:: Brief ::
In the passage about the small Utah gull, what term does it say should be used for unusually small adult birds?

A recent discussion on the ID-Frontiers listserver involved an immature gull photographed in Utah (photo by Norman Jenson here). The consensus (and I agree) is that it is a Western Gull based on plumage and shape. But questions arise from the fact that it looks barely larger than the California Gulls next to it – abnormally small for a Western Gull.
Those of us who didn’t see the bird in life might like to ignore the apparent size as an illusion of the photographs, but the observers report that the bird really did look small. Can it still be a Western Gull? Yes. Since size is the only thing suggesting that it’s not a Western Gull, I think we have to go with the identification as a very small Western Gull. But is it a “dwarf”, or just the small extreme of normal variation?
Much of the discussion about this bird and other unusually small individuals has referred to them as “runts”, but technically that is the wrong term. A runt usually means a young animal, still growing (the smallest of a litter of puppies, for example), that is smaller than its siblings. This is common in birds, caused by poor health or poor nutrition, but if runts survive they can grow to full size indistinguishable from their nest-mates. Unusually small adult birds should be called “dwarfs”.1
Peter Pyle reported on ID-Frontiers that gull expert Larry Spear held the opinion that there is no such thing as a dwarf bird, and that an individual like the Utah gull is just the rarely seen tail end of normal variation in Western Gull. In the same way that full-grown humans under five feet (or over seven feet) tall simply represent the extremes of normal variation.

:: Data provided ::
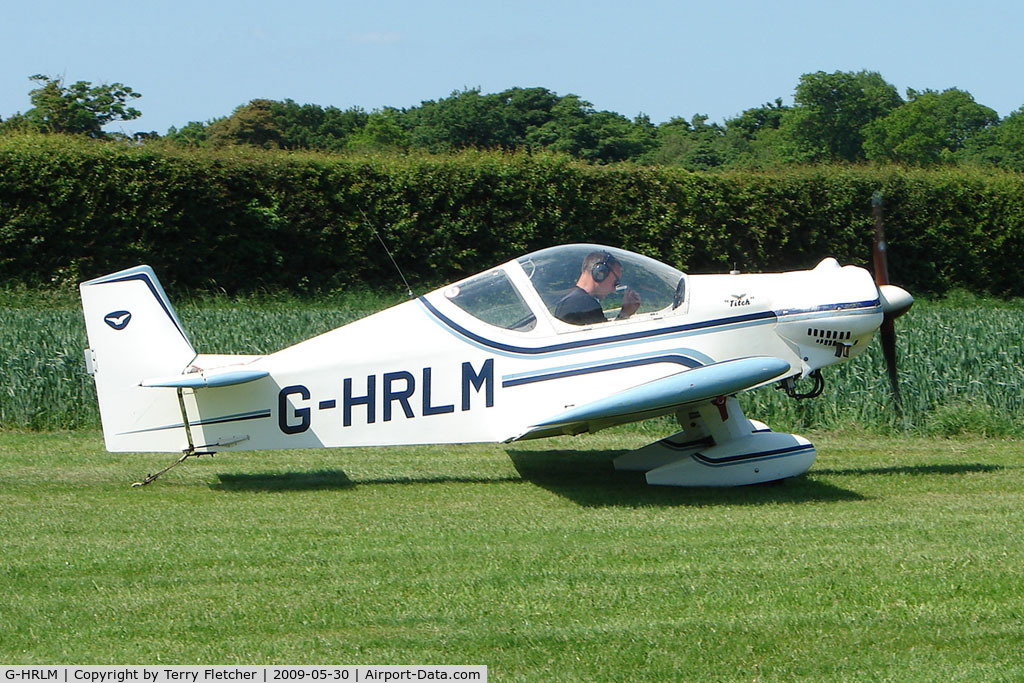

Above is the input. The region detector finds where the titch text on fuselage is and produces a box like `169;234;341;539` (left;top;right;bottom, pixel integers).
278;358;495;434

:: Response to this exercise ::
"Dwarfs."